▶ Text excerpt:

== Segment start ==

Procedural Due Process, Professional Licenses, and Reputational Damage
December 01, 2005
To state a procedural due process claim, the plaintiff must prove not simply that some government act injured her reputation; she must also prove she suffered some additional harm. This is know as the "stima plus" requirement. In Neil v. Fields, No. 04-3743 (8th Cir. Dec. 1, 2005), a nurse sued after her state's nurse-licensing board disclosed to a prospective employer that the nurse was under investigation for misconduct. After learning about the pending investigation (but without having learned about the nature of the allegations), the hospital refused to hire the nurse. The nurse sued the state licensing director under Section 1983, alleging a stigma-plus claim. A unanimous three-judge panel rejected the nurse's claim, and in the process, created a high hurdle for Section 1983 litigants to meet:
Injury to reputation alone is not a liberty interest protected under the Fourteenth Amendment. Accordingly, we have limited this claim to cases in which a public employer terminated an employee and published reasons for the discharge that seriously damaged the employee’s standing in the community or foreclosed other employment opportunities. We further limit this claim to government accusations "so damaging as to make it difficult or impossible for the employee to escape the stigma of those charges." [E.g., where the state makes allegations of "dishonesty, immorality, criminality, racism, and the like."] Here, Neal is not a terminated public employee, nor has she suffered the arguably analogous injury of license revocation. The Board has disclosed only the fact of an investigation, not the allegations being investigated (whether sufficiently stigmatizing or not). Thus, the complaint fails to state a procedural due process liberty interest claim as a matter of law.
Slio op. at 4-5 (citations omitted).

== Segment end ==

▶ Data to examine:
== Segment start ==

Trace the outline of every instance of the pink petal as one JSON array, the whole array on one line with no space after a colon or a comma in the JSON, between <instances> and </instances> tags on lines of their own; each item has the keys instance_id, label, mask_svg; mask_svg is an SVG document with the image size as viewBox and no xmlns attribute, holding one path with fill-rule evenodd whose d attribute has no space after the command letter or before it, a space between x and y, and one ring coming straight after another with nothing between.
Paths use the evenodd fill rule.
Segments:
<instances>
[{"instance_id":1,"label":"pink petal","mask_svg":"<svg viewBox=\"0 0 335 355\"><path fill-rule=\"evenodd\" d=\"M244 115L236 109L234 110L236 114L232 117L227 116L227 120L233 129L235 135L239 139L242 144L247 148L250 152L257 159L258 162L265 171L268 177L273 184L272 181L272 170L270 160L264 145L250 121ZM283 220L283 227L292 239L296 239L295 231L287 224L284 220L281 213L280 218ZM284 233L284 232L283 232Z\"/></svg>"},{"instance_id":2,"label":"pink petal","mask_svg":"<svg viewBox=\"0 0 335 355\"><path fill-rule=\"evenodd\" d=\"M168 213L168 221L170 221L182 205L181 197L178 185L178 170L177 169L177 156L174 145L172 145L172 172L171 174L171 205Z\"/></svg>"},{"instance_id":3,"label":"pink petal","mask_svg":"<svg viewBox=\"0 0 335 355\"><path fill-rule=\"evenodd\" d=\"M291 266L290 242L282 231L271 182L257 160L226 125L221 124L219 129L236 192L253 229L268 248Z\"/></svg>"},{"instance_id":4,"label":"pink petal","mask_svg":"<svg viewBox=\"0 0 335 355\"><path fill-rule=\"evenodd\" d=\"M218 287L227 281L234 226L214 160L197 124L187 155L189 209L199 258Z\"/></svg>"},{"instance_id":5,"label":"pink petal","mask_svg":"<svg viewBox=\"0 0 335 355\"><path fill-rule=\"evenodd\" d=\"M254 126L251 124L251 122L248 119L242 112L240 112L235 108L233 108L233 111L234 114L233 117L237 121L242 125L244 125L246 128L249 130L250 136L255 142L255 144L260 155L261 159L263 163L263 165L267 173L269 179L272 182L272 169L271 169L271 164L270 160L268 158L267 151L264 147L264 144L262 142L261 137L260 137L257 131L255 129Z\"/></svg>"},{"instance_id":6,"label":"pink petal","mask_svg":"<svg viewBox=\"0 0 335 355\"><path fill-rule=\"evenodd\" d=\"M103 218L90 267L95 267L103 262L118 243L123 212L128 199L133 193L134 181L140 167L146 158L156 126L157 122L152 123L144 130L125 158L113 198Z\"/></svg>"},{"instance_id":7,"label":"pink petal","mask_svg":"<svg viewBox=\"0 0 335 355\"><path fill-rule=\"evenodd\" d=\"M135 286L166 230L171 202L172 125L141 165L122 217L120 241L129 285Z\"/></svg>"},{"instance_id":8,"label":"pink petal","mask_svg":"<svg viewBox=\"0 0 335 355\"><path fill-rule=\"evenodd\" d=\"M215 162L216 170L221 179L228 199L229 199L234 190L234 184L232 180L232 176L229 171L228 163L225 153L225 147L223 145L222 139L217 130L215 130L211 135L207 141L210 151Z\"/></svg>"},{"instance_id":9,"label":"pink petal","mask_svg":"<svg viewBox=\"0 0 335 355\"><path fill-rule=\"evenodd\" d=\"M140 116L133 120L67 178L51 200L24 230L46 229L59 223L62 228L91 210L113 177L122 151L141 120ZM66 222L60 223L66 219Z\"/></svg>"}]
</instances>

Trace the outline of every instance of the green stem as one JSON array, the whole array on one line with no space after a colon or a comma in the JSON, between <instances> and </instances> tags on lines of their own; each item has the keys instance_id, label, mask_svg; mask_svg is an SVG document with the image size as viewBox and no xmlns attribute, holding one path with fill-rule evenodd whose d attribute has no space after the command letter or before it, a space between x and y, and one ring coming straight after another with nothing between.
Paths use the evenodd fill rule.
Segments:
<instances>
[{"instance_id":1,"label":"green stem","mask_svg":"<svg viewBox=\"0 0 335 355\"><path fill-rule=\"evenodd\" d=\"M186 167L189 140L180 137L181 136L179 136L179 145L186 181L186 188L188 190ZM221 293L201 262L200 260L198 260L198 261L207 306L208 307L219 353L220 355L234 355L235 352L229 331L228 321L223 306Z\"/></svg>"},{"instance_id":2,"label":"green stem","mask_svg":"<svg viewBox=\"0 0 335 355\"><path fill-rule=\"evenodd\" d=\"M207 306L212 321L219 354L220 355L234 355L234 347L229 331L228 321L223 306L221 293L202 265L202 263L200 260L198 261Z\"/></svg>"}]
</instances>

== Segment end ==

▶ Exercise directions:
The text on procedural due process and professional licenses gives, in brackets, examples of allegations a state might make. List every kind of allegation named there.

▶ Response area:
dishonesty, immorality, criminality, racism